REQUEST:
Copy each of the rows below, word for word, with nothing added or left out.

>>>>>

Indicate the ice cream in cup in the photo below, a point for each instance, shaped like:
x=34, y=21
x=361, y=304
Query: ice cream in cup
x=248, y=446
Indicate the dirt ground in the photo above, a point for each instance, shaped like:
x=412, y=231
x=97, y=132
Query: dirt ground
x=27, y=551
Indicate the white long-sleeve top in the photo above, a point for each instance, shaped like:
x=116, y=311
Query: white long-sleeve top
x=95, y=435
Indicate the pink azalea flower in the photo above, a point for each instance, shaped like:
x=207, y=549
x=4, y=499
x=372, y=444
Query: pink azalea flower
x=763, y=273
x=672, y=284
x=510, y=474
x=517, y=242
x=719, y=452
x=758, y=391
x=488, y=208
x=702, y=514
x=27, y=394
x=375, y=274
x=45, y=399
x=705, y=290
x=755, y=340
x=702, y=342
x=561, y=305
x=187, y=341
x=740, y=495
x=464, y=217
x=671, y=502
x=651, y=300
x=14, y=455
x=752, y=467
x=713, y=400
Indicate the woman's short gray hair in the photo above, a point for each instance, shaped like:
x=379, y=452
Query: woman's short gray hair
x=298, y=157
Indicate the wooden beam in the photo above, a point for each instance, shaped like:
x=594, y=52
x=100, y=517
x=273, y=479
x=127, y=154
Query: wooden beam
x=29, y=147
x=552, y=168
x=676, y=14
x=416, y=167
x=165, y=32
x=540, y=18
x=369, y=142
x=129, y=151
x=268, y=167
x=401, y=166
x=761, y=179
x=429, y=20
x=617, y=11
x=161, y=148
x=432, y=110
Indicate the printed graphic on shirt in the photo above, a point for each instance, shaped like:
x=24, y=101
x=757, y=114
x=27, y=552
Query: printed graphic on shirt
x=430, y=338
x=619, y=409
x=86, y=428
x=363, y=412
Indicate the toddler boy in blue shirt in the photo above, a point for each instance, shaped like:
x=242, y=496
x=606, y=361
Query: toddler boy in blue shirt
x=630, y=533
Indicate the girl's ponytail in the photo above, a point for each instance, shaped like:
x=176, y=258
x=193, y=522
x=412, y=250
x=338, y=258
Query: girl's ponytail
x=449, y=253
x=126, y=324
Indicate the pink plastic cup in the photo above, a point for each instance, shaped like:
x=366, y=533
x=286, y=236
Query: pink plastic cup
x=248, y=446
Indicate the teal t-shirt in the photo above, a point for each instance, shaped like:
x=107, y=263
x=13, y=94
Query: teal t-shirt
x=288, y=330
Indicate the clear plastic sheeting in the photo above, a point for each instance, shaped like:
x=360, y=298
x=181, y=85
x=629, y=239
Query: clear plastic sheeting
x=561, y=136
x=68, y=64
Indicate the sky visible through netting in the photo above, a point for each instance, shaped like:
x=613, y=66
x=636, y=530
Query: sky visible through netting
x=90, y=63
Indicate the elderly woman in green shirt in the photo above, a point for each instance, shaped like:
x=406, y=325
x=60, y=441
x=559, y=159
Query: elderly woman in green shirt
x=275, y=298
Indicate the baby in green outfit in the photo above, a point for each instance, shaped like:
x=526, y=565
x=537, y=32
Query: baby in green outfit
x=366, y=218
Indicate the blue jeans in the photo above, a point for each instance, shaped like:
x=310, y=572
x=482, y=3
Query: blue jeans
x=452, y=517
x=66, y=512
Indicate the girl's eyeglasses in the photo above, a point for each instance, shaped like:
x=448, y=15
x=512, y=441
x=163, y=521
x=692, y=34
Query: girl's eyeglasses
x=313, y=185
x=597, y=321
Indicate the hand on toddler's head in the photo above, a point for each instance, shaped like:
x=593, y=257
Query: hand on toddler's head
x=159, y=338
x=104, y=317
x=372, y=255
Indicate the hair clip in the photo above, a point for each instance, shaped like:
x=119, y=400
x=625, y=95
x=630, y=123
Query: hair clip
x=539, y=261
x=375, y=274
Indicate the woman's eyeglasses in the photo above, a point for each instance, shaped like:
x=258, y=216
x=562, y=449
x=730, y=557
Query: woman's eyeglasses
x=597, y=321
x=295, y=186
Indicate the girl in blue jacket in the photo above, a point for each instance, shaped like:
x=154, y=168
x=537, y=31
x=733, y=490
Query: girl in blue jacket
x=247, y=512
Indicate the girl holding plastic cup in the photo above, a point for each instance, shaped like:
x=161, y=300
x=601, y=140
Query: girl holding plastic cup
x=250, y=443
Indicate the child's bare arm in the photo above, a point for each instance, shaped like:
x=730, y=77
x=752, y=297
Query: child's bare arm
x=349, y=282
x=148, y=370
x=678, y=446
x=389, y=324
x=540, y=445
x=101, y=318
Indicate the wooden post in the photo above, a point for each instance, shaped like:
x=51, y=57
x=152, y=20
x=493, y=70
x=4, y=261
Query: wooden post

<<<<<

ANSWER IN FULL:
Indicate the ice cream in cup in the photo below, a point for each instance, shaped like:
x=34, y=21
x=361, y=304
Query: ice cream in cup
x=248, y=446
Indicate the dirt ground in the photo above, a point for each instance, shaped like:
x=412, y=231
x=97, y=132
Query: dirt ground
x=27, y=551
Indicate the white long-sleeve top in the photo above, a point for each instance, shaped like:
x=116, y=311
Query: white long-sleeve top
x=95, y=435
Indicate the pink azalea flower in the photo above, a point for each instance, shaped like:
x=207, y=549
x=4, y=499
x=372, y=444
Query: pink azalea flower
x=763, y=273
x=672, y=284
x=510, y=474
x=517, y=242
x=719, y=452
x=758, y=391
x=488, y=208
x=702, y=514
x=27, y=394
x=375, y=274
x=45, y=399
x=705, y=290
x=755, y=340
x=702, y=342
x=561, y=305
x=187, y=341
x=740, y=495
x=464, y=217
x=671, y=502
x=651, y=300
x=14, y=455
x=752, y=467
x=713, y=400
Indicate the woman's short gray hair in the photo above, a point for each instance, shaped like:
x=379, y=452
Query: woman's short gray hair
x=298, y=157
Indicate the wooden beam in the photo above, a point for each instance, shaped like:
x=594, y=52
x=100, y=517
x=273, y=479
x=127, y=154
Query: wooden beam
x=29, y=147
x=552, y=168
x=676, y=14
x=416, y=167
x=165, y=32
x=540, y=18
x=369, y=142
x=129, y=151
x=268, y=167
x=401, y=166
x=761, y=179
x=429, y=20
x=617, y=11
x=161, y=148
x=432, y=110
Indicate the printed graphic on shirt in the photo above, a point for each instance, shaped like:
x=24, y=101
x=757, y=114
x=27, y=552
Query: printed graphic on shirt
x=430, y=338
x=619, y=409
x=86, y=428
x=363, y=412
Indicate the toddler boy in blue shirt in the photo above, a point for each instance, shaped like:
x=242, y=496
x=606, y=361
Query: toddler boy in blue shirt
x=630, y=533
Indicate the girl's ponytail in the photo above, a point for each instance, shaped like:
x=176, y=258
x=193, y=522
x=412, y=250
x=338, y=258
Query: girl's ponytail
x=449, y=253
x=126, y=324
Indicate the pink plastic cup in the photo above, a point for each instance, shaped like:
x=366, y=533
x=286, y=236
Query: pink plastic cup
x=248, y=446
Indicate the teal t-shirt in the photo above, a point for each instance, shaped like:
x=107, y=263
x=13, y=94
Query: teal t-shirt
x=288, y=330
Indicate the clear plastic sheeting in the photo above, a point for each instance, shaped like:
x=360, y=298
x=181, y=85
x=629, y=239
Query: clear plastic sheeting
x=561, y=136
x=68, y=64
Indicate the sky visible through netting in the photo above, a point for each instance, shaped like:
x=613, y=66
x=636, y=530
Query: sky visible through netting
x=90, y=63
Indicate the elderly woman in green shirt in the photo above, a point for each instance, shaped like:
x=406, y=325
x=60, y=441
x=559, y=159
Query: elderly woman in green shirt
x=275, y=298
Indicate the baby in green outfit in the photo above, a point for each instance, shaped like:
x=526, y=565
x=537, y=32
Query: baby in green outfit
x=366, y=218
Indicate the blue jeans in the photo above, a point for each instance, shaped like:
x=310, y=572
x=482, y=3
Query: blue jeans
x=452, y=517
x=66, y=512
Indicate the girl's eyeglasses in the photo above, a point for each instance, shaped like:
x=448, y=15
x=512, y=441
x=163, y=521
x=692, y=34
Query: girl's eyeglasses
x=313, y=185
x=597, y=321
Indicate the hand on toddler's head in the photo above, a point for each instance, shaped like:
x=593, y=257
Query: hand on toddler's head
x=159, y=338
x=104, y=317
x=372, y=255
Indicate the hair clip in the photo above, a point for each instance, shaped like:
x=119, y=400
x=625, y=95
x=630, y=123
Query: hair clip
x=539, y=261
x=375, y=274
Indicate the woman's eyeglasses in the photo above, a point for each instance, shaped like:
x=258, y=216
x=562, y=449
x=730, y=557
Query: woman's eyeglasses
x=597, y=321
x=295, y=186
Indicate the girl in blue jacket in the photo above, a point for each instance, shaped like:
x=154, y=168
x=537, y=31
x=733, y=490
Query: girl in blue jacket
x=247, y=512
Indicate the girl holding plastic cup in the photo above, a point for each instance, shaped like:
x=161, y=300
x=601, y=140
Query: girl holding plastic cup
x=250, y=443
Indicate the child's bare arm in the photo above, a point for each instance, shaped like:
x=730, y=77
x=752, y=297
Query: child's bare arm
x=349, y=282
x=148, y=370
x=678, y=446
x=389, y=324
x=540, y=445
x=101, y=318
Indicate the wooden post in the photo above, a point for each instance, shaped like:
x=51, y=57
x=152, y=20
x=493, y=70
x=4, y=261
Query: wooden post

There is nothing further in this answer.